Took off at 16:45 on a mission to bomb Turin. 48 Halifaxes, 20 Lancasters 8 Stirlings and 6 Wellingtons were despatched but due to severe icing more than half of the 82 strong force turned back before attempting to cross the Alps. Although 28 crews claimed to have bombed Turin the city reported that only 3 high-explosive bombs, 2 of which failed to explode, and a few incendiaries fell on the city; there were no casualties. 3 Halifaxes and 1 Stirling failed to return.

On their return the crew of Halifax W7933 were informed that visibility at their home base was poor and they should therefore divert to RAF Middleton St. John, 5 miles east of Darlington and about 45 miles north of RAF Pocklington


At 02:25 hours on 12 December Halifax W7915 hit a hillside near Low Thwaites Farm at Hawnby some 15 miles short of RAF Middleton St. John. After hitting the hillside the aircraft careered across fields and stone walls before damaging some of the farm buildings and coming to rest near the farm house itself. All the crew were killed but fortunately nobody was at the farm at the time.

As there were no survivors the reason for the crash is unknown but the most likely theory is that the pilot had descended below the cloud base in order to determine his position and in doing so hit the hillside.




Photograph of Low Thwaites Farm courtesy of Don Burluraux. Halifax W7915 reportedly hit the distant high ground to the left and finally came to rest near the foreground of the picture having caused damage to some of the farm buildings.



Scale: 1" = 10 miles


BIOGRAPHICAL DETAILS OF THE CREW

(1) Sgt. Gerald John Morgan was born in 1921 at Liverpool the son of Joseph S. Morgan and Annie M. Morgan nee Judge, of Liverpool.

(2) Sgt. Richard Leslie Lines was born in 1916 at Coventry son of William Henry Boddington Lines and Lottie Lines nee Sims of Wolstanton, Stoke-on-Trent; husband of Irene Dorothy Lines nee Law, of Wolstanton, Staffordshire.

(3) Sgt. Carl Robert Woolley was born in 1909 the son of Frank Ernest Woolley (a Hairdresser) and Minnie Woolley nee Lancaster. In 1911 the family lived at 268 Woodborough Road, Nottingham.

He was admitted to Nottingham High School in 1923 and was a member of the OTC. He left in 1926 after the 5th form to go to Business College. (Details courtesy of Nottingham High School Archives)

Carl went on to qualify as a Chartered Accountant and in 1940 he married Lilian Mary Jackson at Brecknock, Wales. He is commemorated on the Nottingham High School War Memorial and the Roll of Honour of the Institute of Chartered Accountants in England and Wales.

(4) Sgt. Basil Norris was born in 1923 at Croydon the son of Frank Gordon and Maud Louisa Norris later of Wallington, Surrey

(5) Sgt. William Harry Casson was born 24 June 1921 at Seascale, Cumberland the son of Henry (? Harry W) Casson and Olive Beatrice Casson nee Boys. The family moved to Penhalonga Southern Rhodesia and later to Salisbury. Harry and Beatrice Casson later took over the Rhodes Inyanga (now Nyanga) Hotel at Inyanga (now Nyanga).

------------------------------------------------------------

● Your goal: Please carry on the text about the Halifax crash at Low Thwaites Farm from where it ends.

● Source information:

------------------------------------------------------------

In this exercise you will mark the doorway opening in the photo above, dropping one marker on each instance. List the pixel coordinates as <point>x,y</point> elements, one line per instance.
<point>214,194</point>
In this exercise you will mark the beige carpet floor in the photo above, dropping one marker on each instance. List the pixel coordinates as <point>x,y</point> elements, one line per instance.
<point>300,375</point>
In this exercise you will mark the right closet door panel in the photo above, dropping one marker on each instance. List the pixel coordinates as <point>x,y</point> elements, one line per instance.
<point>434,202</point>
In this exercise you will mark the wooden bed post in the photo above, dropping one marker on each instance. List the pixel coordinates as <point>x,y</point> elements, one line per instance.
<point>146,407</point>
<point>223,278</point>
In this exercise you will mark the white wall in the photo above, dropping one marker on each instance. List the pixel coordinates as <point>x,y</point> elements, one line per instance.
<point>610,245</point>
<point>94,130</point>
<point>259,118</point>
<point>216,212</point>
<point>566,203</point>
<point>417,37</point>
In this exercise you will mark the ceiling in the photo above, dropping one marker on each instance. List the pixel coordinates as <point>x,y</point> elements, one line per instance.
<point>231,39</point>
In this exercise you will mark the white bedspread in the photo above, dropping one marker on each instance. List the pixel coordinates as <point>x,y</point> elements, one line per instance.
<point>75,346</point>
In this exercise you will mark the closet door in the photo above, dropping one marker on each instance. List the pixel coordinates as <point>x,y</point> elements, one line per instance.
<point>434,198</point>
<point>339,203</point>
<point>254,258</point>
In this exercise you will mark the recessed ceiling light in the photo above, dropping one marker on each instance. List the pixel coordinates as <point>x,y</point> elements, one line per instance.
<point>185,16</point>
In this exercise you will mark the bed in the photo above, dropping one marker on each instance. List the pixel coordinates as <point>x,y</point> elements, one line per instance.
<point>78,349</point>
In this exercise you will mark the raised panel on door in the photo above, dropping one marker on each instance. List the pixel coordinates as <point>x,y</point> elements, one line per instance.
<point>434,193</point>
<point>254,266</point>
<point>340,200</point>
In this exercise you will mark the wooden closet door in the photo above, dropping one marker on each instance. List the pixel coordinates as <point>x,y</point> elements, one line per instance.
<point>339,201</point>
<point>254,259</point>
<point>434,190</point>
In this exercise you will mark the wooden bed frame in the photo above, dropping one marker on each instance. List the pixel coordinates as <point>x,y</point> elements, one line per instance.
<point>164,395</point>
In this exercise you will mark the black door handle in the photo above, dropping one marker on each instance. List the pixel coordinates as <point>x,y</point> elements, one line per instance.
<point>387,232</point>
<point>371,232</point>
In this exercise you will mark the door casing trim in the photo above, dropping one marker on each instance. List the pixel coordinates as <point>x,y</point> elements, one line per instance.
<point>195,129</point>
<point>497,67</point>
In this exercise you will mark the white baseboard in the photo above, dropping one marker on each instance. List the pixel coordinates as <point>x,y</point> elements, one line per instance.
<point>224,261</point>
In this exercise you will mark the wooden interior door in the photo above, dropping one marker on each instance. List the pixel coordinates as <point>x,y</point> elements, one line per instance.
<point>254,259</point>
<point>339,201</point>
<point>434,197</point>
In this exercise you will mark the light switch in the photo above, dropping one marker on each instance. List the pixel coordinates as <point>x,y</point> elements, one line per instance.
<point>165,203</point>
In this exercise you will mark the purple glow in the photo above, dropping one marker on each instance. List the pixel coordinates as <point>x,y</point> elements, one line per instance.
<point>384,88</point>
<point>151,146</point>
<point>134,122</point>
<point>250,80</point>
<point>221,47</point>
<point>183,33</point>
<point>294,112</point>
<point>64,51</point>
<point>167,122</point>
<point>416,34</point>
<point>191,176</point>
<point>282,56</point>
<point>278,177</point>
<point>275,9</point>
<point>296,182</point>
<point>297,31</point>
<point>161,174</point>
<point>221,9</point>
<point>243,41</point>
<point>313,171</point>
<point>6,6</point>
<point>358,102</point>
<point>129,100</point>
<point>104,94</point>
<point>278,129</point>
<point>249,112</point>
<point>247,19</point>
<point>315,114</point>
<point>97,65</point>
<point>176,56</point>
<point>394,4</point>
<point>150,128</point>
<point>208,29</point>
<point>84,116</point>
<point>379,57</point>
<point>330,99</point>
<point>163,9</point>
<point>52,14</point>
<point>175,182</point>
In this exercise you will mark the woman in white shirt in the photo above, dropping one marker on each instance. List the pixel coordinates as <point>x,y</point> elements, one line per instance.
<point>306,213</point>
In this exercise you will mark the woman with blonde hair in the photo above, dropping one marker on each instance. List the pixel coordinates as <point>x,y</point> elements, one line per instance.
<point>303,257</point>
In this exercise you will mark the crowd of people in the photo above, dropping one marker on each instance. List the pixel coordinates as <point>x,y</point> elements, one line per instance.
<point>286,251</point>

------------------------------------------------------------

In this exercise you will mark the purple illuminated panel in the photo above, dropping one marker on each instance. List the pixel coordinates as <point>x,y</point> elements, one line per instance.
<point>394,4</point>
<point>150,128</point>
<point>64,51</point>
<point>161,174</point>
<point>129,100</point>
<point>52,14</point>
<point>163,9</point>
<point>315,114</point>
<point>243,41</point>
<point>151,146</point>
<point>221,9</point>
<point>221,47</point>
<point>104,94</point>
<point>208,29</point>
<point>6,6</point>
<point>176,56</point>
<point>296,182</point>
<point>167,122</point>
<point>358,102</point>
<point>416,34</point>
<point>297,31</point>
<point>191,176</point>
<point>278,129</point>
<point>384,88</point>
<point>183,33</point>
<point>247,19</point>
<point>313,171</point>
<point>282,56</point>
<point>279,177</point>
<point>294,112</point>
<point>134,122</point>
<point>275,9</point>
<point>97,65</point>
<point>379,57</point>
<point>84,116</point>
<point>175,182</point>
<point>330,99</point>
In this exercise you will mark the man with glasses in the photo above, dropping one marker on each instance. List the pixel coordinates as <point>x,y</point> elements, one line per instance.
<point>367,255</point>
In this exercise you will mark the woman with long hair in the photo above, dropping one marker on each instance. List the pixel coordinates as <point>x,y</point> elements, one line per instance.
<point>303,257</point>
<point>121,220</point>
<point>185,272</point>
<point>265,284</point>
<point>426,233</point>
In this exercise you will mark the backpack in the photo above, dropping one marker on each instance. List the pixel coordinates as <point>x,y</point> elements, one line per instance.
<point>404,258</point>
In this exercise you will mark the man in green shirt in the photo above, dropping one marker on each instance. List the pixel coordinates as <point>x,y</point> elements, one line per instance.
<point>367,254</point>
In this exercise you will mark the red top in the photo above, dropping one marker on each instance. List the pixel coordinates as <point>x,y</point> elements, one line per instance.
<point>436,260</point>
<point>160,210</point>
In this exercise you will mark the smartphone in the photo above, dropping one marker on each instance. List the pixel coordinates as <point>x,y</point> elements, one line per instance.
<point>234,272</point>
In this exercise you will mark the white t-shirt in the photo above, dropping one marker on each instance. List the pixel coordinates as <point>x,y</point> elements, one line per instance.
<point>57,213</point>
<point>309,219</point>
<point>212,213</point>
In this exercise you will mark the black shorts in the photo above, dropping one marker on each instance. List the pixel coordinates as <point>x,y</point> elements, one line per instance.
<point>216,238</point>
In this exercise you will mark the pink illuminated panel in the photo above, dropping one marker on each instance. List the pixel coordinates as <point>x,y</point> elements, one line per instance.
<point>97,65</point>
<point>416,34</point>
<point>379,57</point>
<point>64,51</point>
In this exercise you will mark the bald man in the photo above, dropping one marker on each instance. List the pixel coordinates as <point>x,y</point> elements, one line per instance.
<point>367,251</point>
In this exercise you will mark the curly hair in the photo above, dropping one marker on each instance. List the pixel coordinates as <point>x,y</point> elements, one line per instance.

------------------------------------------------------------

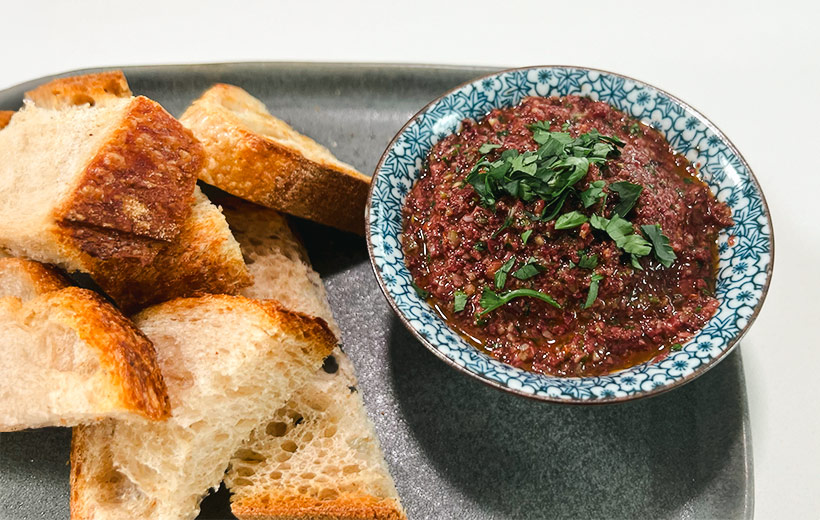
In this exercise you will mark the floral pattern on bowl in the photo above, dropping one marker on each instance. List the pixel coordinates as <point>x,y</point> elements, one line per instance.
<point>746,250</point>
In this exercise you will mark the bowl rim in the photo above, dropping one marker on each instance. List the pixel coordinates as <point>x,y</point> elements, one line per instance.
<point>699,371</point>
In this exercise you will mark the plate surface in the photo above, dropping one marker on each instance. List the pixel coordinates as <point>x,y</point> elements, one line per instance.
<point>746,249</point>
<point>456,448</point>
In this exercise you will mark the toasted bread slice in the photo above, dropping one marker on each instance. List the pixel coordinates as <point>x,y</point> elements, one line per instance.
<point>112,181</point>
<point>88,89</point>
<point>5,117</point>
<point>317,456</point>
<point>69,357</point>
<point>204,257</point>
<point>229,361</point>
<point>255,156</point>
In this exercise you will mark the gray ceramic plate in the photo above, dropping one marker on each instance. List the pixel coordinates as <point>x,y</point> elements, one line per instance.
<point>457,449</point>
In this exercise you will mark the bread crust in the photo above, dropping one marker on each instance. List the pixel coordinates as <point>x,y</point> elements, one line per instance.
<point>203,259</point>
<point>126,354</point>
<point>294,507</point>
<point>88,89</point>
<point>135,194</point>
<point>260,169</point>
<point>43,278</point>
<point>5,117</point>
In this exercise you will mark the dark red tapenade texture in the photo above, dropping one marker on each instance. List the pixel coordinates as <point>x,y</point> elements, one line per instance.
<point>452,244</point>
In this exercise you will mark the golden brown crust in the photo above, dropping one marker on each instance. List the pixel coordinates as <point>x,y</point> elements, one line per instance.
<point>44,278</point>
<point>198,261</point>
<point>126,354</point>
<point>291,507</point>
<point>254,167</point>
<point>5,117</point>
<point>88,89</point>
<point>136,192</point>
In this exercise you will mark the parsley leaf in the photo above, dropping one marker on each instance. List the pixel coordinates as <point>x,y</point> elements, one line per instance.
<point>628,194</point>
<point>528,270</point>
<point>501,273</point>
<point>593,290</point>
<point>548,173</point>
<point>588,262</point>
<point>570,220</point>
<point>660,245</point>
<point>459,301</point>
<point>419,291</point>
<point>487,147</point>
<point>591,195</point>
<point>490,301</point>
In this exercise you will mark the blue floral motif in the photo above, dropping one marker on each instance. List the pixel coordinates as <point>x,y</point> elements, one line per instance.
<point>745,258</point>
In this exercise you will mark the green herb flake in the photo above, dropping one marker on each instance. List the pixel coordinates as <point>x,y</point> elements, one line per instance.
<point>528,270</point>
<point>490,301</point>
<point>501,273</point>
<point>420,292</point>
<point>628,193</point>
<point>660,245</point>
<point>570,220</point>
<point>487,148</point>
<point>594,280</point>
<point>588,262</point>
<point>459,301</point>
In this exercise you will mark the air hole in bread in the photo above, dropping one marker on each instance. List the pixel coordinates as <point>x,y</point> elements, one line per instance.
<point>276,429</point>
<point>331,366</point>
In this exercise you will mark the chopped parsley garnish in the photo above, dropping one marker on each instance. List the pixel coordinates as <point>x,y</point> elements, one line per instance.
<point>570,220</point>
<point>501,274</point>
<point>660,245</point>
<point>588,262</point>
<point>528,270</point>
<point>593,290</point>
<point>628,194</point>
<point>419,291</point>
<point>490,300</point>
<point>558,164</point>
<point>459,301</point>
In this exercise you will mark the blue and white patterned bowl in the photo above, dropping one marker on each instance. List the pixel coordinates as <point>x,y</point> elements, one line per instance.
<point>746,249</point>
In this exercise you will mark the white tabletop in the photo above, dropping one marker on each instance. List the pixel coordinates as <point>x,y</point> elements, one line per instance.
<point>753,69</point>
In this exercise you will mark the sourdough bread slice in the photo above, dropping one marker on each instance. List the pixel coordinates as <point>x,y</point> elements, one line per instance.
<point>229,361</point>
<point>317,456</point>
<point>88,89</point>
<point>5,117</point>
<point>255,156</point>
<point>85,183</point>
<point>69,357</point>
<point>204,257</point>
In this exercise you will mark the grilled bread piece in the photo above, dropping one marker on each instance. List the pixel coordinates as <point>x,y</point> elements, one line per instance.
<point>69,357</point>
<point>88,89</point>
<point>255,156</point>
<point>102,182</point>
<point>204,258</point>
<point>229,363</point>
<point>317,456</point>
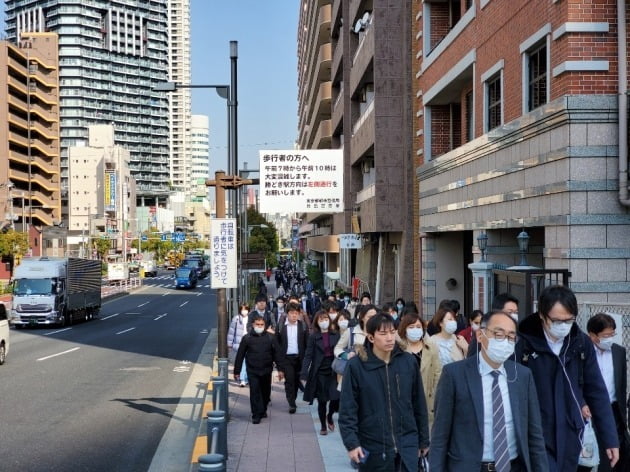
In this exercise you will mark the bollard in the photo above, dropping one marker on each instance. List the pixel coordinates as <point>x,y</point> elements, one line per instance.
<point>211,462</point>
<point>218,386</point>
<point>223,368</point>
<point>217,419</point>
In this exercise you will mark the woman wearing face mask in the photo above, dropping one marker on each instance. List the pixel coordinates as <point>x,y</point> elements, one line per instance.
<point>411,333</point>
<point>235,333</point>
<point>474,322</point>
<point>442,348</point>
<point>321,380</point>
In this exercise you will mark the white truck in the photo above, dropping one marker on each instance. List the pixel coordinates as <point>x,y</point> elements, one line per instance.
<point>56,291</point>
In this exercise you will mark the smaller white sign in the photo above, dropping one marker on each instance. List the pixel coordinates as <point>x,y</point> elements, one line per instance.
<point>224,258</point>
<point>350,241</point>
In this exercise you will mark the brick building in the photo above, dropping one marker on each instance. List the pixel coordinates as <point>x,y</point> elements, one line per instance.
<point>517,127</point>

------------------------------------------------------------

● Answer to this problem:
In 1934 Bill Casson entered Grey House at Plumtree School in Mangwe district of Matabeleland. After leaving School in August 1938, he went farming in the Rusapi district and in October 1940 attested in the Air Force and proceeded overseas for training.

Their second son John, born in 1923, was killed in 1944 and was awarded a posthumous Conspicuous Gallantry Medal. For further details click here

Olive Casson was the daughter of Harry Hanson Boys well known in the Cumberland area as a Hotel and Coach Proprietor. The week before his death William Casson had been on leave to see his grandparents and other family at Seascale and stayed at the family owned Scawfell Hotel. The Whitehaven News of Thursday 17 December 1942 published the following report of his funeral:

MILTARY FUNERAL

A Popular Flight Sergeant

Within a few days of spending a leave with his grandfather, Mr Harry Boys, Seascale, 21-year-old Flight-Sergeant William Harry Casson was killed during an operational flight with the R.A.F. The news was received with very deep regret by the many friends he had met during his stay at Seascale.

The son of Mr. and Mrs. Harry W. Casson, who were particularly well known and popular in West Cumberland, and who are now living at Salisbury, Rhodesia. Flight-Sergeant Casson came to this country about 18 months ago with the Rhodesian Air Force. During his service in Britain he made many friends and was popular with all ranks in his squadron.

At the funeral service at Gosforth Church yesterday a R.A.F. firing party acted as bearers and guard of honour. The service at St Cuthbert's Church, Seascale, was conducted by Canon J.W. Akam and was attended by a large number of sympathisers including many old friends of Mr. and Mrs. Casson. The service was fully choral and as the cortege passed into church the salute to the dead was given by the firing party lining the path from the gate to the chancel door.

At Gosforth Churchyard where the interment took place, Canon Akam was assisted by the Rev. T.O. Sturkey. The three volleys were fired over the grave and the "Last Post" and "Reveille" were sounded by a R.A.F. bugler.

Amongst the floral tributes were wreaths from the Commanding Officer and officers of Sergt. Casson's unit and from his colleagues in the sergeants' and senior N.C.O.'s mess. The Squadron was represented at the funeral by Sergt. H. Simpson, a colleague of the dead airman.

William Harry Casson and his brother John Casson are both commemorated on the Plumtree School Roll of Honour.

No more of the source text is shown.